Textauszug:
# Gehört beim Ansitzangeln der Schnurbügel geöffnet?



## DerBull (24. Mai 2012)

Sorry für diese Anfängerfrage, aber bin halt noch Anfänger...

Wie handhabt Ihr das beim Ansitzangeln jeglicher Art (bei mir Hauptsächlich forelle & aal aber auch mal hecht) mit dem Schnurbügel? Offen oder geschlossen?

Habe schon viel gelesen von wegen das man auf jedenfall beim forellenangeln wenn man mit einer Rute aktiv fischt, bei den anderen ruten (grund/oder pose) die schnurbügel öffnen soll, damit die fische keinen wiederstand spüren!? Soweit auch klar...

Hab aber dazu gelesen das die Schnur dann am griff mit einem gummiband eingeklemmt wird etc. 

Wie handhabt ihr das ganze in der Praxis?


----------



## Gelöschte Mitglieder 136077 (24. Mai 2012)

*AW: Gehört beim Ansitzangeln der Schnurbügel geöffnet?*

Das ist mir alles zu viel Schnickschnack mit dem einklemmen usw. Mache einfach den Bügel zu egal welchen Fisch ich angeln will....das mit dem Bügel offen lassen ist eher was aus Opas Zeiten Es gibt ja auch Freilaufrollen.


----------



## Xamoro (24. Mai 2012)

*AW: Gehört beim Ansitzangeln der Schnurbügel geöffnet?*

Kommt drauf an ob du mit Grundblei oder Pose fischst.
Bei der Pose kannst den Bügel immer offen lassen.
Beim Grundanglen machst den Bügel zu das du die Schnur auf spannung halten kannst. Da Öffnest du dann aber die Bremse, das der Fisch schnur nehmen kann.
Wenn du einen Biss hast zudrehen und anschlagen.


----------



## Karpfen1 (24. Mai 2012)

*AW: Gehört beim Ansitzangeln der Schnurbügel geöffnet?*

mit dem bremse zudrehen is aber auch nicht der hit meiner meinung nach!! was macht man wenn mann einen größeren fisch am anderen ende hat und du drehst mal kurz zu weit zu?


----------



## Sten Hagelvoll (24. Mai 2012)

*AW: Gehört beim Ansitzangeln der Schnurbügel geöffnet?*

Nicht zu weit zudrehen und Spule beim Anhieb festhalten


----------



## Sten Hagelvoll (24. Mai 2012)

*AW: Gehört beim Ansitzangeln der Schnurbügel geöffnet?*



D1985 schrieb:


> Das ist mir alles zu viel Schnickschnack mit dem einklemmen usw. Mache einfach den Bügel zu egal welchen Fisch ich angeln will....das mit dem Bügel offen lassen ist eher was aus Opas Zeiten Es gibt ja auch Freilaufrollen.

Die Datenzeilen:
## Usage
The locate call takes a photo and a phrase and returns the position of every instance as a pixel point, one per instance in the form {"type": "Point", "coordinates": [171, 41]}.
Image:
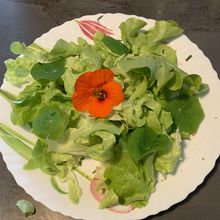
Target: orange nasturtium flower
{"type": "Point", "coordinates": [97, 92]}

Aufgaben:
a. Überarbeite die Datenzeilen, indem du „phrase“ durch „text prompt“ ersetzt und alles Übrige unverändert lässt, wobei die Bilder in deiner Antwort wegfallen sollen.
b. Führe die Forumsdiskussion über den Schnurbügel beim Ansitzangeln im Anschluss an die letzte gezeigte Stelle weiter.
Die Forumsdiskussion und die Datenzeilen stehen in keinem Zusammenhang miteinander.

Lösungen:
a.
## Usage
The locate call takes a photo and a text prompt and returns the position of every instance as a pixel point, one per instance in the form {"type": "Point", "coordinates": [171, 41]}.
Image:
Target: orange nasturtium flower
{"type": "Point", "coordinates": [97, 92]}

b.
Dann wirst du, im Gegensatz zu Opa, so einige Fische nicht bekommen....|rolleyes


----------



## Gelöschte Mitglieder 136077 (24. Mai 2012)

*AW: Gehört beim Ansitzangeln der Schnurbügel geöffnet?*

Beim Grundangeln ist ne vernünftige Freilaufrolle besser als das man sich irgendeine Rolle schnappt und die Bremse aufdreht^^ Fisch kann abziehn, kurze Kurbelumdrehung und dann kann man schon drilln. Die Bremseinstellung vom Freilauf ist auch eigentlich feiner.

Mit Pose übrigens nehme ich immer eine normale Rolle mit geschlossenen Bügel und verliere so gut wie nie Fische dadurch...nicht mal vorsichtige Zander.


----------



## Sten Hagelvoll (24. Mai 2012)

*AW: Gehört beim Ansitzangeln der Schnurbügel geöffnet?*



D1985 schrieb:


> Beim Grundangeln ist ne vernünftige Freilaufrolle besser als das man sich irgendeine Rolle schnappt und die Bremse aufdreht^^ Fisch kann abziehn, kurze Kurbelumdrehung und dann kann man schon drilln. Die Bremseinstellung vom Freilauf ist auch eigentlich feiner.



Wer sagt denn, daß man die Bremse aufdreht? Man öffnet den Bügel und die Bremse bleibt eingestellt. Abgesehen davon, daß ein Freilaufgetriebe bei jeder Rolle ein Schwachpunkt ist, ist kein Freilauf so sensibel wie eine frei ablaufende Schnur, und es gibt Situationen, in denen es genau darauf ankommt.


----------



## DerBull (24. Mai 2012)

*AW: Gehört beim Ansitzangeln der Schnurbügel geöffnet?*

Es geht mir auch um eine normale stationäre Rolle...ich besitze gar keine Freilaufrolle!
Also einfach nur den Rollenbügel öffnen und nichts bin gummiband usw? dann ab und zu ein blick auf die pose werfen wenn man nebenbei aktiv fischt!?


----------



## Jose (24. Mai 2012)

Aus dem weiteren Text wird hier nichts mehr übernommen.